= Task to carry out =
Copy out every one of the rows below word for word, leaving out the pictures.

= Entries from a point annotation set =
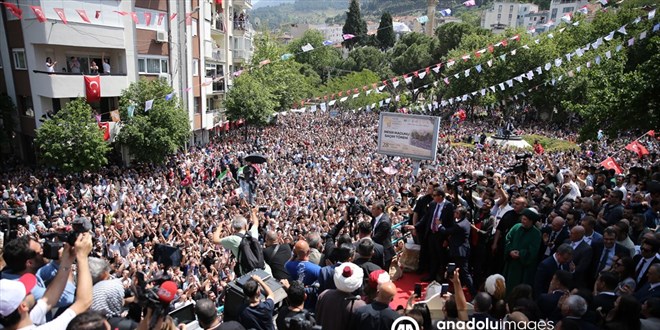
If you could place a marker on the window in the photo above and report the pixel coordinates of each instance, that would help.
(153, 65)
(19, 59)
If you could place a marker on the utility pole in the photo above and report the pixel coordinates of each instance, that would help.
(430, 13)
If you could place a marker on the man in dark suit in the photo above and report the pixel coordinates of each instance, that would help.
(459, 246)
(603, 253)
(605, 286)
(276, 255)
(652, 288)
(582, 256)
(553, 236)
(382, 230)
(648, 256)
(364, 231)
(365, 251)
(548, 301)
(438, 217)
(548, 267)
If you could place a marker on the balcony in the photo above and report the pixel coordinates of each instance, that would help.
(240, 55)
(242, 3)
(218, 27)
(71, 85)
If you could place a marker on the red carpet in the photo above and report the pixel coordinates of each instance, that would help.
(405, 287)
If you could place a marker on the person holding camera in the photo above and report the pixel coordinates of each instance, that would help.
(294, 316)
(25, 255)
(18, 307)
(382, 230)
(257, 314)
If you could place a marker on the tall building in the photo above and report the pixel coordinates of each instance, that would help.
(502, 15)
(196, 51)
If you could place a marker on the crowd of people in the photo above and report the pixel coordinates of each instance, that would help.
(567, 242)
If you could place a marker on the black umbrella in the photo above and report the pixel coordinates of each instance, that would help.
(256, 158)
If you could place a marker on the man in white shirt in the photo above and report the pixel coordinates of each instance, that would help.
(19, 310)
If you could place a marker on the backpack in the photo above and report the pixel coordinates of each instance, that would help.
(250, 254)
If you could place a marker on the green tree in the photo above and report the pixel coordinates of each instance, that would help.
(72, 140)
(250, 100)
(385, 32)
(322, 59)
(152, 135)
(354, 25)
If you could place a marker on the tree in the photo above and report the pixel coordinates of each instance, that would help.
(72, 140)
(385, 32)
(321, 59)
(250, 100)
(354, 25)
(154, 134)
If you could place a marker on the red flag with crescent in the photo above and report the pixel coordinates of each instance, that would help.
(610, 164)
(93, 88)
(638, 148)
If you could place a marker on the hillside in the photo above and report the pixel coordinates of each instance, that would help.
(318, 12)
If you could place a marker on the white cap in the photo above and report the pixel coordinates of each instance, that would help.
(12, 292)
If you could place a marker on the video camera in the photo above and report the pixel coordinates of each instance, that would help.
(9, 223)
(78, 226)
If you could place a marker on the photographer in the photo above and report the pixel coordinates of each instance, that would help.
(24, 255)
(18, 309)
(382, 229)
(294, 316)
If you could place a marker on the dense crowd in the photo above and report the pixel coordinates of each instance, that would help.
(574, 242)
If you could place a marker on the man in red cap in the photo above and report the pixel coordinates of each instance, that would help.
(18, 308)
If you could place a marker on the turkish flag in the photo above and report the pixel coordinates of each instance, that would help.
(18, 12)
(637, 147)
(60, 13)
(39, 13)
(610, 164)
(93, 88)
(106, 130)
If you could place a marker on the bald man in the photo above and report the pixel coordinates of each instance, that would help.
(377, 315)
(582, 255)
(276, 255)
(299, 267)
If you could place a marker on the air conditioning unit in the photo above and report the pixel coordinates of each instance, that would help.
(161, 36)
(166, 76)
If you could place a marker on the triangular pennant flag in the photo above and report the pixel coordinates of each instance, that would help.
(147, 18)
(60, 13)
(148, 105)
(39, 13)
(134, 17)
(610, 164)
(622, 30)
(306, 48)
(83, 15)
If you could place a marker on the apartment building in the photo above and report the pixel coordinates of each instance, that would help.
(196, 51)
(502, 15)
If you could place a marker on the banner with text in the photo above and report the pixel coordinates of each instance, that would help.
(409, 136)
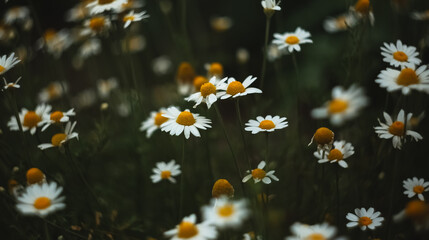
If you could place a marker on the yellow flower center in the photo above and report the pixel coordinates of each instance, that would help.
(34, 175)
(185, 118)
(97, 23)
(365, 221)
(58, 138)
(165, 174)
(226, 210)
(407, 77)
(159, 119)
(42, 203)
(397, 128)
(258, 173)
(292, 40)
(418, 189)
(207, 89)
(337, 106)
(400, 56)
(267, 124)
(234, 88)
(31, 119)
(222, 187)
(199, 81)
(56, 116)
(323, 136)
(187, 230)
(335, 154)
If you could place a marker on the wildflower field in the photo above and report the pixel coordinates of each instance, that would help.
(200, 120)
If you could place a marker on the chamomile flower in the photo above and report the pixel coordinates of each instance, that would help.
(153, 122)
(207, 93)
(226, 213)
(165, 171)
(56, 117)
(30, 120)
(234, 88)
(292, 40)
(345, 105)
(134, 17)
(59, 139)
(189, 230)
(415, 187)
(40, 200)
(267, 124)
(338, 154)
(258, 174)
(6, 63)
(400, 54)
(405, 80)
(184, 121)
(396, 129)
(364, 219)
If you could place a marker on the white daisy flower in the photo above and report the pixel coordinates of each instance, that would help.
(400, 55)
(40, 200)
(11, 84)
(56, 117)
(185, 121)
(134, 17)
(165, 171)
(258, 174)
(226, 213)
(235, 88)
(292, 40)
(187, 229)
(153, 122)
(415, 186)
(99, 6)
(338, 154)
(364, 219)
(207, 92)
(30, 120)
(6, 63)
(59, 139)
(345, 105)
(405, 80)
(396, 129)
(309, 232)
(267, 124)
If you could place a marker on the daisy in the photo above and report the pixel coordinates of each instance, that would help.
(341, 151)
(165, 171)
(6, 63)
(345, 105)
(134, 17)
(187, 229)
(56, 117)
(30, 120)
(396, 129)
(309, 232)
(267, 124)
(364, 219)
(207, 92)
(405, 80)
(415, 186)
(185, 121)
(11, 84)
(225, 213)
(400, 55)
(41, 200)
(235, 88)
(258, 174)
(59, 139)
(292, 40)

= Result below =
If you could place a marker on the window in the photo above and report the pixel coordinates of each instance, that would help.
(153, 65)
(19, 59)
If you could place a marker on the utility pole in the photo above and report the pixel coordinates of each instance, that would help.
(430, 13)
If you could place a marker on the man in dark suit in the photo above and report the pixel coordinates of each instance, that would help.
(459, 246)
(603, 253)
(605, 286)
(276, 255)
(652, 288)
(582, 256)
(553, 236)
(382, 230)
(648, 256)
(364, 231)
(365, 251)
(548, 301)
(438, 217)
(548, 267)
If you could place a marker on the balcony in the photo above and report the pixel coordinates of each instance, that would help.
(240, 55)
(242, 3)
(218, 27)
(71, 85)
If you could place a marker on the red carpet in the photo above and report the pixel coordinates of each instance, that would help.
(405, 287)
If you could place a marker on the person holding camera in the photo above and report the pixel coordinates of each instance, that would help.
(294, 316)
(25, 255)
(18, 307)
(382, 230)
(257, 314)
If you could place a marker on the tall building in the photo above and report the pixel coordinates of each instance, that would help.
(502, 15)
(196, 51)
If you could place a marker on the crowd of people in the photo above and report the pixel coordinates of each instance, that would help.
(567, 242)
If you could place a marker on the black umbrella in the photo above and report the pixel coordinates of each instance, that would help.
(256, 158)
If you could place a marker on the man in white shirt in the photo above and report the pixel coordinates of each instance, that would help.
(19, 310)
If you could place a marker on the backpack in the photo above and report the pixel coordinates of each instance, that would help.
(250, 254)
If you could place a marker on the green tree in the photo above and report the pixel coordinates of each instance, that would help.
(72, 140)
(250, 100)
(385, 32)
(322, 59)
(152, 135)
(354, 25)
If you could place a marker on the tree in the photo above and report the pixel coordinates of each instance, that would help.
(72, 140)
(385, 32)
(321, 59)
(250, 100)
(354, 25)
(154, 134)
If you could place a marker on the red flag with crescent in the photo above and report the pixel coordinates of each instance, that would help.
(610, 164)
(93, 88)
(638, 148)
If you could place a marker on the hillside in the photo above and report the pixel coordinates of each instance, that would help.
(318, 12)
If you could place a marker on the white cap in the photo above and report the pixel coordinates of each instance, that would help.
(12, 292)
If you could place a marker on the video camera in the photo above and report the pixel coordinates of each instance, that would help.
(9, 223)
(78, 226)
If you could place a marker on the photographer in the photo above and report the pixel coordinates of each instance, that would help.
(24, 255)
(18, 309)
(382, 229)
(294, 316)
If you could place a marker on the dense crowd in the photo above and report the pixel coordinates of each instance, that would help.
(574, 242)
If you could place a marker on the man in red cap in the photo above and report the pixel coordinates of each instance, that would help.
(18, 308)
If you could place a marker on the turkish flag in the photo above and report the pixel coordinates of each instance, that would help.
(18, 12)
(637, 147)
(60, 13)
(39, 13)
(610, 164)
(93, 88)
(106, 130)
If you could place a marker on the bald man in the photo above and report the pixel coordinates of each instance, that would help.
(377, 315)
(582, 255)
(276, 255)
(299, 267)
If you could place a marker on the air conditioning unit in the photo above and report the pixel coordinates of each instance, that would help.
(161, 36)
(166, 76)
If you could place a marker on the triangular pennant flag in the photo above and report the pixel coordinates of each instance, that would help.
(147, 18)
(60, 13)
(148, 105)
(39, 13)
(134, 17)
(610, 164)
(622, 30)
(306, 48)
(83, 15)
If you could place a marker on the apartment building in the photo above and report the pixel coordinates of each instance, that would help.
(196, 51)
(502, 15)
If you could place a marker on the banner with text in the photo above and report the pixel coordinates of each instance, that would help.
(409, 136)
If you could place a marker on the yellow flower center in the photo above and report the pixel coordinates of each instance, that would help.
(34, 175)
(185, 118)
(97, 23)
(365, 221)
(58, 138)
(165, 174)
(226, 210)
(407, 77)
(159, 119)
(42, 203)
(397, 128)
(258, 173)
(292, 40)
(418, 189)
(207, 89)
(337, 106)
(400, 56)
(267, 124)
(234, 88)
(31, 119)
(222, 187)
(199, 81)
(56, 116)
(323, 136)
(187, 230)
(335, 154)
If you could place a marker on the wildflower field in the photo above and report the pixel coordinates of each instance, that would help.
(200, 120)
If you could place a marker on the chamomile flower in the photo above and report the pixel coordinates of each instance, that would help.
(153, 122)
(207, 93)
(226, 213)
(165, 171)
(56, 117)
(30, 120)
(234, 88)
(292, 40)
(345, 105)
(134, 17)
(59, 139)
(189, 230)
(415, 187)
(40, 200)
(267, 124)
(338, 154)
(258, 174)
(6, 63)
(400, 54)
(405, 80)
(184, 121)
(396, 129)
(364, 219)
If you could place a marker on the white daisy flower in the photo above and report the pixel coordinates of each instance, that would help.
(400, 55)
(40, 200)
(11, 84)
(56, 117)
(185, 121)
(134, 17)
(165, 171)
(258, 174)
(226, 213)
(235, 88)
(292, 40)
(187, 229)
(153, 122)
(415, 186)
(99, 6)
(338, 154)
(364, 219)
(207, 92)
(30, 120)
(6, 63)
(59, 139)
(345, 105)
(405, 80)
(396, 129)
(309, 232)
(267, 124)
If you could place a marker on the daisy in the photo above and report the pixel coordinates of each instance, that would help.
(341, 151)
(165, 171)
(6, 63)
(345, 105)
(134, 17)
(187, 229)
(56, 117)
(30, 120)
(396, 129)
(309, 232)
(267, 124)
(364, 219)
(207, 92)
(405, 80)
(415, 186)
(185, 121)
(11, 84)
(225, 213)
(400, 55)
(41, 200)
(235, 88)
(258, 174)
(59, 139)
(292, 40)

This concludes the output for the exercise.